PROVIDED RECORDS:
= = =
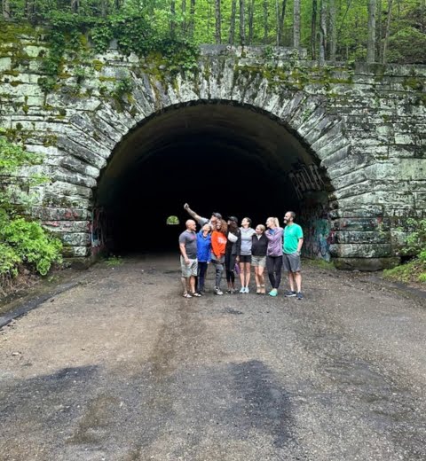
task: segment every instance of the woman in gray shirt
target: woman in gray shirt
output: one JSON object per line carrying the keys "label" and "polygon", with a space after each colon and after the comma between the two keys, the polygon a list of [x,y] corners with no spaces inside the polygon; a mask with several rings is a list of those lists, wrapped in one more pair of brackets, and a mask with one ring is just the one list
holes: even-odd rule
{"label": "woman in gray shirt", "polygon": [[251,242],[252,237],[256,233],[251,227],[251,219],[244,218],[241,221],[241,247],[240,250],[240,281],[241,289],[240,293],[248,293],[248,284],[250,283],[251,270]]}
= = =
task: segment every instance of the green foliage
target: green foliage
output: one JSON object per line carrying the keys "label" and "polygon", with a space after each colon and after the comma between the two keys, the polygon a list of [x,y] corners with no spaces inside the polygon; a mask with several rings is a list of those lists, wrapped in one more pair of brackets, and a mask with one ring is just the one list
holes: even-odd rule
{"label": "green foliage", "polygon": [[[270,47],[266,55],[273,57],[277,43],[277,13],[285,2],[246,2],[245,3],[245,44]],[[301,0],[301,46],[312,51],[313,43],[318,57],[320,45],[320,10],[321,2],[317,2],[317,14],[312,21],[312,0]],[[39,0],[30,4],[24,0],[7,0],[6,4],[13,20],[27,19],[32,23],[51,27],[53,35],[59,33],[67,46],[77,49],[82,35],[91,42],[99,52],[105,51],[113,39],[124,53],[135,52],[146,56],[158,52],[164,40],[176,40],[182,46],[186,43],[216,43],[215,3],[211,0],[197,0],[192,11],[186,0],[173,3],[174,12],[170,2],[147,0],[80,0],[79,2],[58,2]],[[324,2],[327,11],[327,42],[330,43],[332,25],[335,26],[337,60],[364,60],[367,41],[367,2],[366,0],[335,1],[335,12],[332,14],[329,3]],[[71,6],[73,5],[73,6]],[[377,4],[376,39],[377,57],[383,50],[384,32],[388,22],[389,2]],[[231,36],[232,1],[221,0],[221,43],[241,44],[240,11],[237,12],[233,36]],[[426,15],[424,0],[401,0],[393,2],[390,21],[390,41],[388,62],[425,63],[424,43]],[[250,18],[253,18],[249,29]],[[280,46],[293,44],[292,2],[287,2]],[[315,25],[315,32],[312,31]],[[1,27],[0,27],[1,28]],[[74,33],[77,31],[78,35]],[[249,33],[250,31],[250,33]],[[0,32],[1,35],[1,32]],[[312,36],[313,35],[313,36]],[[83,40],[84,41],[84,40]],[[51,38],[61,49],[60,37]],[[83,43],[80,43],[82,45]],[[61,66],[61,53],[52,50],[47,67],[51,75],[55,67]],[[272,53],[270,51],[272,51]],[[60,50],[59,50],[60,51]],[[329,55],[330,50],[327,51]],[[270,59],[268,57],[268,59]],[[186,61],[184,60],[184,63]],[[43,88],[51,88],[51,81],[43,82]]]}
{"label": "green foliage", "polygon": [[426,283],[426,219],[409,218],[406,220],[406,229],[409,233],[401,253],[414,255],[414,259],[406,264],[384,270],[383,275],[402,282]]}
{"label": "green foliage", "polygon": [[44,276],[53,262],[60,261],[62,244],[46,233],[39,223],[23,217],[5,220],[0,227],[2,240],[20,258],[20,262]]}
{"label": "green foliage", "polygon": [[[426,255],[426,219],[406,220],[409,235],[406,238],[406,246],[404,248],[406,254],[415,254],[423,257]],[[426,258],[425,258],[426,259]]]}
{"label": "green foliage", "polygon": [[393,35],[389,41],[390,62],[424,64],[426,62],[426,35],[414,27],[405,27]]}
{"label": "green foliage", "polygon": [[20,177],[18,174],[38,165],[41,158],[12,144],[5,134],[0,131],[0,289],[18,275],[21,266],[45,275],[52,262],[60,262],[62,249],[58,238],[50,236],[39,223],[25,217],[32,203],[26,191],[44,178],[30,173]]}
= = =
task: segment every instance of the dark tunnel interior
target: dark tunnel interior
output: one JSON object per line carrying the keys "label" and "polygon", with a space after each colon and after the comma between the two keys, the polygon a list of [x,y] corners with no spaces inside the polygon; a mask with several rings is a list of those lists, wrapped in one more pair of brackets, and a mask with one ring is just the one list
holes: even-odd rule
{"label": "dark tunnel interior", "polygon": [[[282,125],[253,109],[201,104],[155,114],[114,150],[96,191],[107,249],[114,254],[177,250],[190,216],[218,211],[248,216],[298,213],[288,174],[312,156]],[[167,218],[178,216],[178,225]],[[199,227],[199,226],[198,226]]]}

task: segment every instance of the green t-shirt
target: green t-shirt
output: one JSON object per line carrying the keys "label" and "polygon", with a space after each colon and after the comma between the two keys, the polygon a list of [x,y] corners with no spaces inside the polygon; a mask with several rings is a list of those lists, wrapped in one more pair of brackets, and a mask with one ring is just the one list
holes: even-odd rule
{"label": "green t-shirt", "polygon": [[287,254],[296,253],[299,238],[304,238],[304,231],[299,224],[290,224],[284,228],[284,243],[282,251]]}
= = =
SET PROBLEM:
Return each line of the items above that contains the word "instance", matching case exactly.

OUTPUT:
task: segment every instance of the woman in gray shirt
task: segment every instance of the green foliage
task: segment every instance of the dark tunnel interior
task: segment every instance of the green t-shirt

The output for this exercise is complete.